## TEXT

————————

- Born: February 8, 1955 (age 71) Framingham, Massachusetts
- Education: University of Massachusetts Amherst Florida State University
- Known for: Playwright and screenwriter

= Nancy Oliver =

American playwright

Nancy Oliver (born February 8, 1955) is an American playwright and screenwriter who is best known for creating the 2022 miniseries Angelyne and her work on the successful TV series Six Feet Under. Oliver was nominated for the Academy Award for Best Original Screenplay in 2008 for her debut screenplay, Lars and the Real Girl.

==Early life, family and education==
Oliver was born in Syracuse, New York and raised in Framingham, Massachusetts. She began writing at an early age.

She earned a Bachelor of Arts in English from the University of Massachusetts Amherst. During this time she was involved with the university's theater department as a performer.

She studied Drama at the Banff Fine Arts Center in Canada and Trinity College, Oxford. She earned a Master of Arts degree in Acting and Directing from Florida State University.

————————

[Object point labels]
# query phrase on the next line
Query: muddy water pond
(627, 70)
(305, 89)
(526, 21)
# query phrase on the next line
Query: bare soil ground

————————

## WHAT IS ASKED
Retype the Nancy Oliver text from "She earned a Bachelor" down to "as a performer.". The entries have no connection to the Nancy Oliver text.

## RESPONSE BELOW
She earned a Bachelor of Arts in English from the University of Massachusetts Amherst. During this time she was involved with the university's theater department as a performer.